DIRECTIONS FOR THIS TASK:
Lines in the listing below that hold "query" are the ones to copy.

--

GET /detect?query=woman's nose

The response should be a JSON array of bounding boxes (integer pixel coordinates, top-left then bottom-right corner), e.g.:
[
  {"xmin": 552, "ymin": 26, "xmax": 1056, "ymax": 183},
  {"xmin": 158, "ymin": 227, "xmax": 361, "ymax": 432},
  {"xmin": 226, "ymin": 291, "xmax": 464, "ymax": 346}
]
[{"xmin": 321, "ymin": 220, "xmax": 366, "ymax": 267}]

--

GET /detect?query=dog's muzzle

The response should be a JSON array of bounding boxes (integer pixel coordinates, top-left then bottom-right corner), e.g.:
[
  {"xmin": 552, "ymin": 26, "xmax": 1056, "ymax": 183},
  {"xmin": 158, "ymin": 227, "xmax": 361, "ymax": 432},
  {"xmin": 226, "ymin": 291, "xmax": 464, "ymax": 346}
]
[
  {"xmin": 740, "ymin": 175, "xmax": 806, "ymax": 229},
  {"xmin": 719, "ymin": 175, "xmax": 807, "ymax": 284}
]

--

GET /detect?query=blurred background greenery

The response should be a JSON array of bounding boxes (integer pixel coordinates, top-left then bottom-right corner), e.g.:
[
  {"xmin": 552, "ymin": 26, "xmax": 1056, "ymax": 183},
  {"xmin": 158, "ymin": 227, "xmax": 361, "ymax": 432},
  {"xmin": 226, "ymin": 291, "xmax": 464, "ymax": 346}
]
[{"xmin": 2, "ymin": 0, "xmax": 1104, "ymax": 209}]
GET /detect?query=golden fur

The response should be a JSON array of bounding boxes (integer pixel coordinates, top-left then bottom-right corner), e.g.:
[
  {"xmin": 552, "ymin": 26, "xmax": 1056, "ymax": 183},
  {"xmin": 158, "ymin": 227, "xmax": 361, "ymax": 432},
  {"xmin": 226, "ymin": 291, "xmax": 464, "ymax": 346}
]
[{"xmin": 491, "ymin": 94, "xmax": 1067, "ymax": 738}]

--

SOLUTION:
GET /detect?query=woman's nose
GET /detect?query=dog's muzzle
GET /detect?query=blurred background greenery
GET /detect?query=golden fur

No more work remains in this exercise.